**Exercise**
Convert the data, starting with its first line and going on through the line with "[[[90,45],[90,47],[92,47],[92,45]]]", into a two-column CSV with the headers input and output. Give one row per input with its answer, and put each value in a single quoted field with line breaks changed to spaces.

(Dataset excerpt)
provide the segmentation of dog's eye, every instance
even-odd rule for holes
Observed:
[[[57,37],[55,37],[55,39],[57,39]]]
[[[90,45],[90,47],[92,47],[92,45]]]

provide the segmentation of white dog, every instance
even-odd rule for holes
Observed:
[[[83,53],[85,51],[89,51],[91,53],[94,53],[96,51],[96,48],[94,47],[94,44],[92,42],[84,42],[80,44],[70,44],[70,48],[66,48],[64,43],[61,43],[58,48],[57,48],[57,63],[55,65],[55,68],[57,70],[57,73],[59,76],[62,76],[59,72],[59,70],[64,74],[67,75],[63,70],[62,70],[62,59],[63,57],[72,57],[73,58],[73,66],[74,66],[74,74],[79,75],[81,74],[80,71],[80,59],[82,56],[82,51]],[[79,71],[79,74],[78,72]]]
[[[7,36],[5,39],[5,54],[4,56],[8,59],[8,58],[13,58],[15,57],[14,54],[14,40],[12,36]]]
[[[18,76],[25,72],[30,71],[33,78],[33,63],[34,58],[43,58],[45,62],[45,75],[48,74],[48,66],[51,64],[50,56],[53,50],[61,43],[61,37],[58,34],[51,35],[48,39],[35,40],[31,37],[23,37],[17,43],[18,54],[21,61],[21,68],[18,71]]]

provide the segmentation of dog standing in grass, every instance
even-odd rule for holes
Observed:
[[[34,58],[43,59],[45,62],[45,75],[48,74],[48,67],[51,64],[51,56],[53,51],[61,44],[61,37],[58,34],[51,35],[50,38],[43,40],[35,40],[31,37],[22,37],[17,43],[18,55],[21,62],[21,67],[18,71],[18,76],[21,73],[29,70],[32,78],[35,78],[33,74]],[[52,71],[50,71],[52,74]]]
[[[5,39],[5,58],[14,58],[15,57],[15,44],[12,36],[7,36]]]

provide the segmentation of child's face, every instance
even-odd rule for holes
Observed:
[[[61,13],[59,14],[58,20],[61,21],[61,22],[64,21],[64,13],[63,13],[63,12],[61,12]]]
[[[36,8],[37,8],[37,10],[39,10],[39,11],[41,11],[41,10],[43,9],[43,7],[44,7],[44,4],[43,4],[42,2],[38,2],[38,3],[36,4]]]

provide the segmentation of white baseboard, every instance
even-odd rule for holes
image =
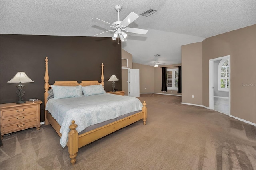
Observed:
[[[200,106],[200,107],[204,107],[205,108],[209,109],[208,107],[206,107],[206,106],[203,106],[202,105],[197,105],[196,104],[192,104],[192,103],[184,103],[181,102],[181,104],[183,104],[184,105],[192,105],[192,106]]]
[[[172,94],[160,93],[140,93],[140,94],[158,94],[159,95],[170,95],[171,96],[181,96],[181,95],[172,95]]]
[[[247,123],[249,124],[255,126],[256,127],[256,123],[253,123],[252,122],[249,122],[249,121],[246,121],[244,119],[242,119],[239,118],[239,117],[236,117],[235,116],[232,116],[230,115],[230,117],[232,117],[233,118],[235,118],[236,119],[238,120],[239,121],[242,121],[242,122],[245,122],[246,123]]]
[[[222,96],[214,96],[213,97],[216,97],[216,98],[228,99],[228,97],[223,97]]]

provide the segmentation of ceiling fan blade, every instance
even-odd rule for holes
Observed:
[[[91,19],[91,20],[92,20],[92,21],[96,21],[96,22],[98,22],[99,23],[103,24],[104,24],[107,25],[108,25],[108,26],[109,26],[110,25],[110,26],[113,26],[114,25],[112,24],[110,24],[110,23],[108,23],[108,22],[106,22],[106,21],[104,21],[103,20],[100,20],[100,19],[99,19],[98,18],[92,18]]]
[[[126,32],[132,32],[133,33],[140,34],[146,34],[148,32],[148,30],[144,30],[143,29],[130,28],[130,27],[126,27],[124,30]]]
[[[105,31],[105,32],[102,32],[101,33],[100,33],[100,34],[95,34],[95,35],[94,35],[94,36],[97,36],[97,35],[99,35],[99,34],[101,34],[105,33],[105,32],[108,32],[109,31],[114,31],[114,30],[109,30],[108,31]]]
[[[124,20],[123,20],[120,25],[122,25],[124,27],[126,27],[138,18],[139,18],[138,15],[133,12],[132,12],[126,16],[126,18],[124,18]]]

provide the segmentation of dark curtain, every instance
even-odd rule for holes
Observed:
[[[167,91],[167,72],[166,67],[162,68],[162,91]]]
[[[181,93],[181,66],[179,66],[179,79],[178,80],[178,86],[177,93]]]
[[[1,131],[0,131],[0,136],[1,136]],[[3,145],[3,143],[2,142],[2,139],[0,138],[0,146],[2,146]]]

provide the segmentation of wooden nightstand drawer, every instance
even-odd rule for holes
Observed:
[[[38,125],[38,119],[32,120],[27,122],[23,122],[7,125],[1,126],[1,132],[3,134],[10,133],[26,129],[30,127],[34,127]]]
[[[22,121],[26,121],[28,120],[36,119],[38,118],[38,113],[37,112],[34,112],[30,113],[19,114],[16,116],[4,117],[1,119],[0,125],[4,125],[10,123],[17,123]]]
[[[37,105],[29,106],[26,107],[20,107],[1,111],[1,117],[12,116],[29,112],[37,112],[38,110]]]
[[[35,127],[40,129],[40,100],[0,104],[1,137],[4,135]]]

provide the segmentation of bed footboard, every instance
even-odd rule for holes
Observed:
[[[74,165],[76,161],[76,156],[78,152],[78,133],[76,130],[77,125],[75,121],[72,121],[72,124],[69,126],[70,131],[68,133],[68,140],[67,146],[68,147],[69,157],[71,159],[70,162]]]

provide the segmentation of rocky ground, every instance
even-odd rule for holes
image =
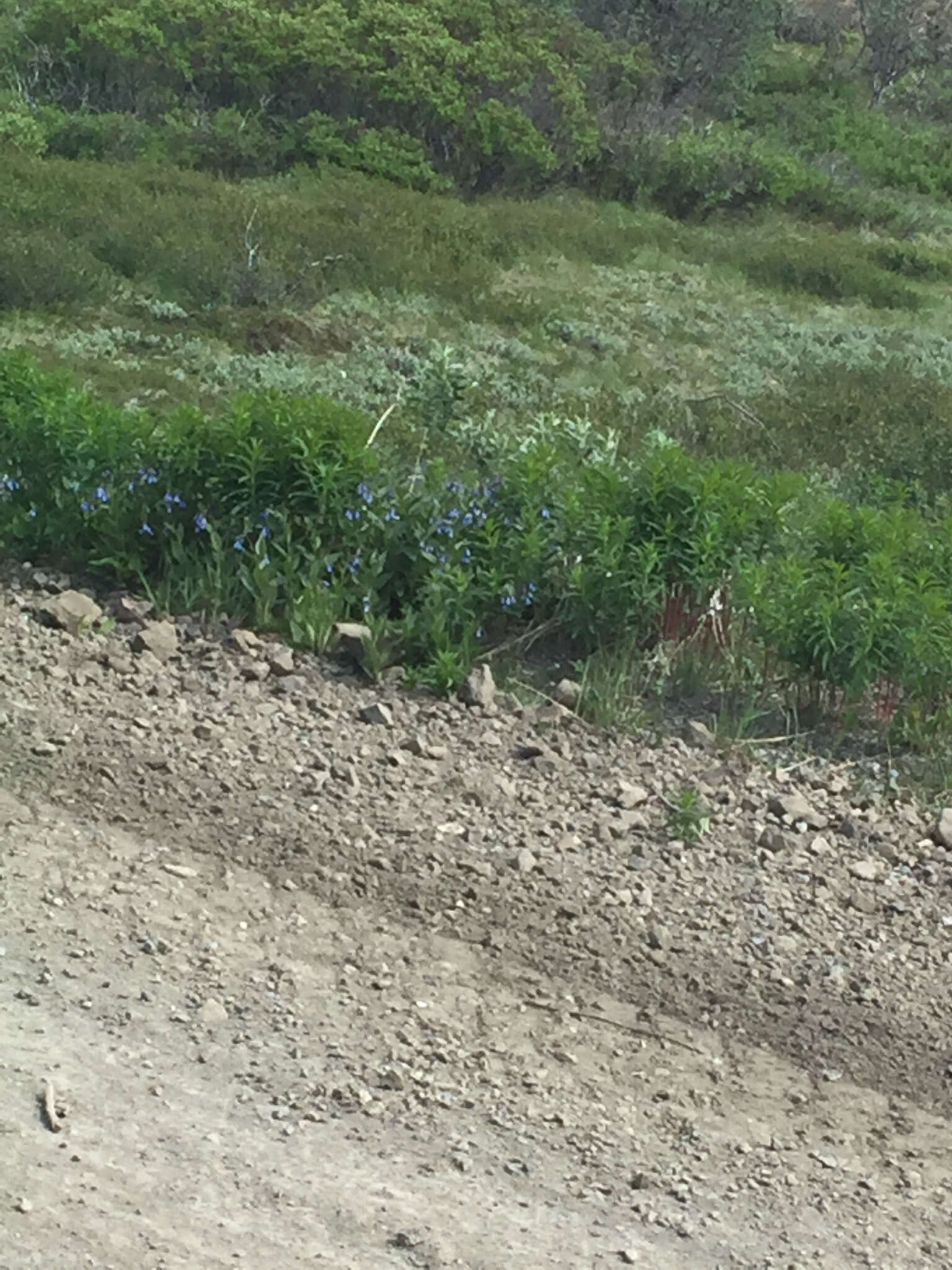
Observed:
[[[0,1270],[952,1266],[952,817],[476,688],[8,573]]]

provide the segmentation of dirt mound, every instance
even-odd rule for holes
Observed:
[[[922,809],[131,603],[104,634],[66,582],[0,607],[0,1266],[80,1200],[65,1266],[952,1264]]]

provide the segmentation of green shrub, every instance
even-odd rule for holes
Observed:
[[[806,291],[833,302],[862,300],[873,309],[915,311],[923,304],[919,292],[878,265],[872,253],[843,237],[746,244],[737,263],[751,282],[774,290]]]
[[[920,716],[947,700],[952,521],[661,434],[630,460],[584,429],[539,434],[481,472],[448,466],[439,432],[421,462],[368,434],[327,399],[273,392],[155,419],[3,354],[0,546],[306,646],[363,617],[442,688],[527,624],[585,657],[710,635],[716,602],[746,615],[749,660],[814,697],[889,682]]]
[[[669,137],[630,137],[597,184],[609,197],[652,202],[685,220],[817,198],[829,182],[784,142],[712,122]]]
[[[0,236],[0,309],[94,304],[105,290],[102,265],[62,234],[34,230]]]

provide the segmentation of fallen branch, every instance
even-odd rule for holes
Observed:
[[[387,409],[383,411],[380,419],[377,419],[377,422],[373,425],[373,432],[367,438],[367,446],[364,448],[369,448],[373,444],[373,442],[377,439],[377,433],[387,422],[387,419],[391,417],[391,414],[396,410],[396,408],[397,403],[396,401],[391,403],[391,405],[387,406]]]
[[[532,1006],[533,1010],[547,1010],[552,1015],[567,1015],[570,1019],[588,1019],[592,1022],[607,1024],[609,1027],[618,1027],[632,1036],[644,1036],[646,1040],[656,1040],[665,1045],[678,1045],[692,1054],[701,1054],[702,1058],[706,1057],[703,1049],[698,1049],[697,1045],[692,1045],[687,1040],[678,1040],[677,1036],[665,1036],[664,1033],[652,1031],[650,1027],[636,1027],[635,1024],[625,1024],[618,1019],[608,1019],[605,1015],[597,1015],[592,1010],[562,1010],[561,1006],[552,1006],[546,1001],[527,1001],[526,1005]]]
[[[51,1133],[58,1133],[62,1129],[62,1124],[60,1121],[60,1115],[56,1110],[56,1090],[53,1088],[52,1081],[43,1082],[42,1104],[43,1104],[43,1119],[46,1120],[47,1129],[50,1129]]]

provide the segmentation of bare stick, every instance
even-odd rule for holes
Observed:
[[[377,419],[377,422],[373,425],[373,432],[367,438],[367,446],[366,446],[366,448],[369,448],[373,444],[373,442],[377,439],[377,433],[383,427],[383,424],[387,422],[387,419],[391,417],[391,414],[396,410],[396,408],[397,408],[397,403],[392,401],[387,406],[387,409],[383,411],[383,414],[380,417],[380,419]]]
[[[52,1133],[58,1133],[62,1129],[60,1116],[56,1114],[56,1090],[52,1081],[43,1082],[43,1115],[46,1116],[47,1128]]]
[[[698,1049],[697,1045],[692,1045],[685,1040],[679,1040],[677,1036],[665,1036],[664,1033],[652,1031],[650,1027],[636,1027],[635,1024],[625,1024],[618,1019],[608,1019],[605,1015],[597,1015],[590,1010],[565,1010],[562,1011],[559,1006],[550,1006],[545,1001],[527,1001],[527,1006],[532,1006],[533,1010],[547,1010],[552,1015],[566,1013],[570,1019],[588,1019],[595,1024],[605,1024],[608,1027],[618,1027],[621,1031],[631,1033],[632,1036],[644,1036],[645,1040],[660,1041],[665,1045],[679,1045],[680,1049],[691,1050],[692,1054],[701,1054],[706,1057],[703,1049]]]

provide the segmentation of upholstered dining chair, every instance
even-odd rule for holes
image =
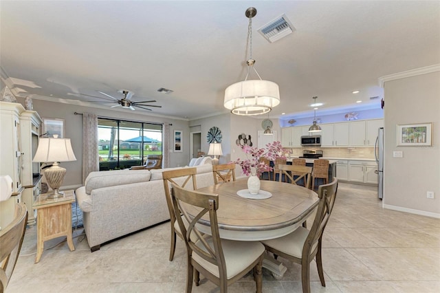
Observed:
[[[274,181],[276,181],[276,174],[280,173],[278,169],[278,165],[287,164],[287,160],[285,158],[277,158],[274,162]]]
[[[256,292],[261,293],[265,253],[263,244],[258,241],[221,239],[217,214],[219,195],[184,189],[175,184],[172,186],[176,215],[183,215],[177,217],[177,222],[186,244],[186,292],[192,291],[193,278],[196,286],[199,285],[200,273],[219,286],[223,293],[228,292],[229,285],[253,270]],[[188,208],[195,211],[193,215],[188,213]],[[204,219],[209,219],[210,235],[201,233],[197,228],[198,221],[206,215],[209,217]]]
[[[25,237],[28,209],[23,203],[15,205],[14,219],[0,230],[0,292],[6,290],[19,258]]]
[[[302,180],[304,187],[307,188],[310,187],[311,167],[280,164],[278,165],[278,169],[279,170],[279,182],[282,181],[283,175],[284,175],[286,182],[290,181],[292,184],[298,184],[298,182]]]
[[[262,241],[267,251],[301,265],[303,292],[310,292],[310,263],[315,257],[321,285],[325,287],[321,257],[322,232],[333,210],[337,192],[336,178],[329,184],[319,186],[318,210],[310,230],[299,227],[280,238]]]
[[[322,178],[324,184],[329,183],[329,165],[328,160],[319,159],[314,161],[314,170],[311,173],[311,190],[315,189],[315,180]]]
[[[235,181],[235,164],[222,164],[212,165],[212,174],[214,175],[214,183],[228,182]]]
[[[165,197],[166,197],[166,204],[170,213],[171,222],[171,242],[170,247],[170,261],[174,259],[174,253],[176,250],[176,235],[182,240],[182,236],[179,224],[176,221],[176,214],[173,207],[171,201],[170,186],[171,184],[178,184],[182,188],[185,188],[188,184],[192,184],[192,190],[197,188],[195,175],[197,169],[196,168],[184,168],[177,170],[170,170],[162,172],[162,179],[164,180],[164,189],[165,190]]]

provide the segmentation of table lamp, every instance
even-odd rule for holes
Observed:
[[[58,135],[54,135],[54,138],[39,139],[38,146],[32,162],[53,162],[51,166],[44,169],[44,175],[47,184],[54,191],[49,195],[48,198],[64,196],[64,193],[60,192],[58,189],[64,180],[66,169],[60,166],[58,163],[76,160],[76,158],[72,148],[70,138],[58,138]]]
[[[223,153],[221,152],[221,144],[217,142],[209,144],[209,151],[208,151],[208,155],[214,156],[214,158],[212,159],[213,165],[218,164],[219,158],[217,158],[217,156],[223,155]]]

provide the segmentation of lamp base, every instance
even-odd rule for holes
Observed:
[[[58,166],[58,163],[54,163],[52,166],[44,171],[44,175],[47,181],[47,184],[54,191],[47,197],[57,198],[64,196],[64,193],[59,191],[59,188],[63,183],[64,176],[66,175],[66,169]]]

**Complete answer**
input,output
"provide the segmentation of dog's eye, every instance even-odd rule for holes Observed:","[[[57,37],[55,37],[55,39],[57,39]]] [[[90,45],[90,47],[92,47],[92,45]]]"